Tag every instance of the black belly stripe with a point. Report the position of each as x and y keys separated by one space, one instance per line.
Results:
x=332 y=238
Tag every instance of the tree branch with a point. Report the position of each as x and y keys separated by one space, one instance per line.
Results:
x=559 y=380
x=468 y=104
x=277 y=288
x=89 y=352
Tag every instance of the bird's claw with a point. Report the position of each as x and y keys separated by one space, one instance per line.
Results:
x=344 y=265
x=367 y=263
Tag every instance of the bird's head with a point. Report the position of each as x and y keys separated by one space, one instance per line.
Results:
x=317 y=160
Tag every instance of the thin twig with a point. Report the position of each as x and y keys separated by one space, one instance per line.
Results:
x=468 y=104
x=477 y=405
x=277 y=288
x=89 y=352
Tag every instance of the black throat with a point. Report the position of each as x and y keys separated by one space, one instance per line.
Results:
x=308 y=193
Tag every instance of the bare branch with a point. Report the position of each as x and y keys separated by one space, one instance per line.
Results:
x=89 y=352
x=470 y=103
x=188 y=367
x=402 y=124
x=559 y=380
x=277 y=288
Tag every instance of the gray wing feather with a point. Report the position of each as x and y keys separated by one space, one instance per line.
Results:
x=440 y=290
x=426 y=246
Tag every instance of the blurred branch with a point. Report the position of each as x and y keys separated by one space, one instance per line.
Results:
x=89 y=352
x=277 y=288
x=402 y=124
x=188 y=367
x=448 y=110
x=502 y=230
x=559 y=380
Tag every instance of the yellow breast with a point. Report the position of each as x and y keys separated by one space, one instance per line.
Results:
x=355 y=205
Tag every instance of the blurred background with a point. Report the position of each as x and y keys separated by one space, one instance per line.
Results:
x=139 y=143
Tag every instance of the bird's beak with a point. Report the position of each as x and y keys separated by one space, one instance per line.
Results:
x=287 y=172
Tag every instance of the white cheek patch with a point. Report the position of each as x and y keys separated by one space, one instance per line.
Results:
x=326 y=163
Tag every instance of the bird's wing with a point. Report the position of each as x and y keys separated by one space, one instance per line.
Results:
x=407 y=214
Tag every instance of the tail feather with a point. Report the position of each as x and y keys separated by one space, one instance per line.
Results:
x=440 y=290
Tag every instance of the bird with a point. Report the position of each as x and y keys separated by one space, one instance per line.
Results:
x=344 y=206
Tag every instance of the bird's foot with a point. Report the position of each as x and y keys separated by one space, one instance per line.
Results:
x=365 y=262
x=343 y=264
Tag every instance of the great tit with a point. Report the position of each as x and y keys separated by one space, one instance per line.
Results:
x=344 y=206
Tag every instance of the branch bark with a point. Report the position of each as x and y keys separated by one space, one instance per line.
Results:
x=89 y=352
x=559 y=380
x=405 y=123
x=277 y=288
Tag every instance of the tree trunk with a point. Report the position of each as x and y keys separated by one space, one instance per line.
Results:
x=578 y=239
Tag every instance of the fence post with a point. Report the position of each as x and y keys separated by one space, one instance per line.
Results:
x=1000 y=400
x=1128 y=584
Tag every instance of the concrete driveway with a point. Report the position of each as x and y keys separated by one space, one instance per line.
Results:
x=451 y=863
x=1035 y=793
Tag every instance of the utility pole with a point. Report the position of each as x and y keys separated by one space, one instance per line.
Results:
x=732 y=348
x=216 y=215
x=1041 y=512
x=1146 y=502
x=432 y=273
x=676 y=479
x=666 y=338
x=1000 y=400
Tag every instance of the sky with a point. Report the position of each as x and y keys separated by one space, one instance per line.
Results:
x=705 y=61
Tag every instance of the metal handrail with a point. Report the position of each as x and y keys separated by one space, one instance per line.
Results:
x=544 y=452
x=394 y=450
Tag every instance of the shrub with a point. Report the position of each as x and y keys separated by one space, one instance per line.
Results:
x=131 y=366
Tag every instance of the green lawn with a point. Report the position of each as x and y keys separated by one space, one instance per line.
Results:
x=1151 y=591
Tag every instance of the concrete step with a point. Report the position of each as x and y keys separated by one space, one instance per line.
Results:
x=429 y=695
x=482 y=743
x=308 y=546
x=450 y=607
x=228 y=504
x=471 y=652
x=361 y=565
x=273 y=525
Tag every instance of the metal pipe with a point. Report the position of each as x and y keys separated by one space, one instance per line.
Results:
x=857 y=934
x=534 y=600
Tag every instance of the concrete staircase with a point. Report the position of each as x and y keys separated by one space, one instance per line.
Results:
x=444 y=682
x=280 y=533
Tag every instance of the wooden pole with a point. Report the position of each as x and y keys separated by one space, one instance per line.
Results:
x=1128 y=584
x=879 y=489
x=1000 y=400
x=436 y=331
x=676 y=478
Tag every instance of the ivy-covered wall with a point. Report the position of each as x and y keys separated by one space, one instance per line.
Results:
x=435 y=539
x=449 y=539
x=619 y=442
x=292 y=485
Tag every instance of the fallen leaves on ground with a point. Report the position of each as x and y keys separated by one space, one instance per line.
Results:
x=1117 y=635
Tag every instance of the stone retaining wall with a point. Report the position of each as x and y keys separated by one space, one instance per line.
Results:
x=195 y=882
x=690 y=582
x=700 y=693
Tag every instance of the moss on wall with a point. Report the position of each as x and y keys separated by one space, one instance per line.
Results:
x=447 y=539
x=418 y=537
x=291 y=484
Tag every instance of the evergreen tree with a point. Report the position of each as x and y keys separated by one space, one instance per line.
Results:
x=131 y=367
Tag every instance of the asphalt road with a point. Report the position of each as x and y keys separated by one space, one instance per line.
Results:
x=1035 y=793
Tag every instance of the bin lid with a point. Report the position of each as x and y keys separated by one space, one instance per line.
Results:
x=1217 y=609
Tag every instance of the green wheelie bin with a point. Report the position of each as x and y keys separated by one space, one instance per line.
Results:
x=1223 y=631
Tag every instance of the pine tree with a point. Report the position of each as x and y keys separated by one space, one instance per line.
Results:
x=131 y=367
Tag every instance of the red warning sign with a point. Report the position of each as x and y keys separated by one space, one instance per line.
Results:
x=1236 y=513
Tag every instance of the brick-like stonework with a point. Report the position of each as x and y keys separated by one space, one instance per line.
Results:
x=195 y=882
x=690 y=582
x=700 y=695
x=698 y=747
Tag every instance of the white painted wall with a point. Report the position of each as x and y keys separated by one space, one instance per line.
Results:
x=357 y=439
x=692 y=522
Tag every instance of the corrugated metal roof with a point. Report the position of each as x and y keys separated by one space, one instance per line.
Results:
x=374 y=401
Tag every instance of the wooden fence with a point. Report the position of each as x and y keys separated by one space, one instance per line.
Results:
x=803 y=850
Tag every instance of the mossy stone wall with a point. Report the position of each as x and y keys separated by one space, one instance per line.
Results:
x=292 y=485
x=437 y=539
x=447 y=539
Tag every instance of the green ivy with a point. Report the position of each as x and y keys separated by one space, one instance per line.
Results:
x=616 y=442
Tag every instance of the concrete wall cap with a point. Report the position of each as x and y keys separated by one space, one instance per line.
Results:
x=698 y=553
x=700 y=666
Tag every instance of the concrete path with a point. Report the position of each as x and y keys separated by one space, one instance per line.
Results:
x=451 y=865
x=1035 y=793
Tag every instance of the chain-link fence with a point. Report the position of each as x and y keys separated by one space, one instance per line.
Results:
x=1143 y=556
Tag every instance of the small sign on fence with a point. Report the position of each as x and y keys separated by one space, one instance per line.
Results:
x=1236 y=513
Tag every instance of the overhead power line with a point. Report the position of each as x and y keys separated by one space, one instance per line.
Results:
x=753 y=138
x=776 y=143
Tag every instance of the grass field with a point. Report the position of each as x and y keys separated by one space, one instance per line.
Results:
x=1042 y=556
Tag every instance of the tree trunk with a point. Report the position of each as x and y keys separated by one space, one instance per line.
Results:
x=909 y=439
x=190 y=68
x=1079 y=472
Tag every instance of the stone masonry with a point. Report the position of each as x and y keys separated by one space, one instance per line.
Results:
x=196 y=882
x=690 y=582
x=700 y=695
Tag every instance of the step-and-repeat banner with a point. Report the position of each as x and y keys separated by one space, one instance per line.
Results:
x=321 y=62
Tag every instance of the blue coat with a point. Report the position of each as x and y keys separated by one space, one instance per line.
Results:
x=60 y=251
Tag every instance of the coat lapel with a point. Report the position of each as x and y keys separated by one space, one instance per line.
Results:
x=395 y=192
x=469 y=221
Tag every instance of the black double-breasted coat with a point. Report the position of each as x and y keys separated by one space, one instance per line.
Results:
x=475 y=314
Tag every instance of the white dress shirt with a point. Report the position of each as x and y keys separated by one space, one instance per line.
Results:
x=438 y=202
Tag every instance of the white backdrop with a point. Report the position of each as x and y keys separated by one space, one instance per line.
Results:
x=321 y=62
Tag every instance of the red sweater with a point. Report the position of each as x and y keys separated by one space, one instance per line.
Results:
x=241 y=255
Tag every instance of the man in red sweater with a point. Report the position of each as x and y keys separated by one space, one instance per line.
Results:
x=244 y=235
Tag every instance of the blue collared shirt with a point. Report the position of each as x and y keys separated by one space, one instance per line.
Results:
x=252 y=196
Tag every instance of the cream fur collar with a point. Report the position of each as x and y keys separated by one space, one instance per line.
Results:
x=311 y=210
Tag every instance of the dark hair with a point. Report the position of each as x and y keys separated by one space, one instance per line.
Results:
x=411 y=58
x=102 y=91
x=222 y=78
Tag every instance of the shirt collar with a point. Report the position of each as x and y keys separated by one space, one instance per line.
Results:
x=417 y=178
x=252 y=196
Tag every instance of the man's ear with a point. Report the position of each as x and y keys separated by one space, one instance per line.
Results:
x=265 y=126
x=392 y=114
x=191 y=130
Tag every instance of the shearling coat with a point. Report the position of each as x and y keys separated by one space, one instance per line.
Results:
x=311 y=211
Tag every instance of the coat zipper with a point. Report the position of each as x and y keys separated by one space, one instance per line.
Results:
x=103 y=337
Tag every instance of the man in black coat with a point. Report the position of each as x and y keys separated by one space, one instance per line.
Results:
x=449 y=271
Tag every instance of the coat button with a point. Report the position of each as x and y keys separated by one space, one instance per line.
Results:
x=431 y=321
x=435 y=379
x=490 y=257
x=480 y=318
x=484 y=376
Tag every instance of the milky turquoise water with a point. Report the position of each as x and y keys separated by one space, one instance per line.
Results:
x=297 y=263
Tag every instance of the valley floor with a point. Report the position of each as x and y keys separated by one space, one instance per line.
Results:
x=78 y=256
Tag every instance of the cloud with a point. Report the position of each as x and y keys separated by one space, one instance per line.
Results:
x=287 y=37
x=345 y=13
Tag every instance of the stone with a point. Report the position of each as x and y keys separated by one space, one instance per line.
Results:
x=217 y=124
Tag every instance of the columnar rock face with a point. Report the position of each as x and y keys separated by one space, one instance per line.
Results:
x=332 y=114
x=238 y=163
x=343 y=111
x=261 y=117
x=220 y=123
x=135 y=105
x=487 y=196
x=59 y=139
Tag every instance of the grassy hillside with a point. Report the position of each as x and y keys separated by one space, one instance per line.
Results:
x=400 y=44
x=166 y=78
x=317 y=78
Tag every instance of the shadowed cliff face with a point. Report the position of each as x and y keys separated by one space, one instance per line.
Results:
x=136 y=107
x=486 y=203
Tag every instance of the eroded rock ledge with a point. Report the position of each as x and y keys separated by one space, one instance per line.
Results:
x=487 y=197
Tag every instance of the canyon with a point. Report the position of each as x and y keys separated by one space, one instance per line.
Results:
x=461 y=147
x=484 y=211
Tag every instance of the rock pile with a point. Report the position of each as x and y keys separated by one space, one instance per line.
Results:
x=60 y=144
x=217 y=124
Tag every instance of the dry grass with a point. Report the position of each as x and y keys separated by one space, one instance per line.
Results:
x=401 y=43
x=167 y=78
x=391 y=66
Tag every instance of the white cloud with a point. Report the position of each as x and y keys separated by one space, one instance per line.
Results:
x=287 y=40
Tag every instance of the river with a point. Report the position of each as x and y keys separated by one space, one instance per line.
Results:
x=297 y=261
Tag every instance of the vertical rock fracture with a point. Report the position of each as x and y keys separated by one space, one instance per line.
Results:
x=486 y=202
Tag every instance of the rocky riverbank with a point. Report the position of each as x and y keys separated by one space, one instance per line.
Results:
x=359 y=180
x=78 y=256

### WHAT IS BEING ASKED
Rewrite the part that opens with the line containing "Tag every instance of the blurred background" and closes with the line containing "x=287 y=172", swapping "bird's beak" for "bird's bill" and leaving everything else unchanged. Give only those lines.

### SOLUTION TO THE PROBLEM
Tag every instance of the blurred background with a point. Report the position of each as x and y keys separated by one space, one instance per line.
Results:
x=139 y=143
Tag every instance of the bird's bill with a point. Report the position of each as x and y keys separated by one space, one instance per line.
Results:
x=287 y=172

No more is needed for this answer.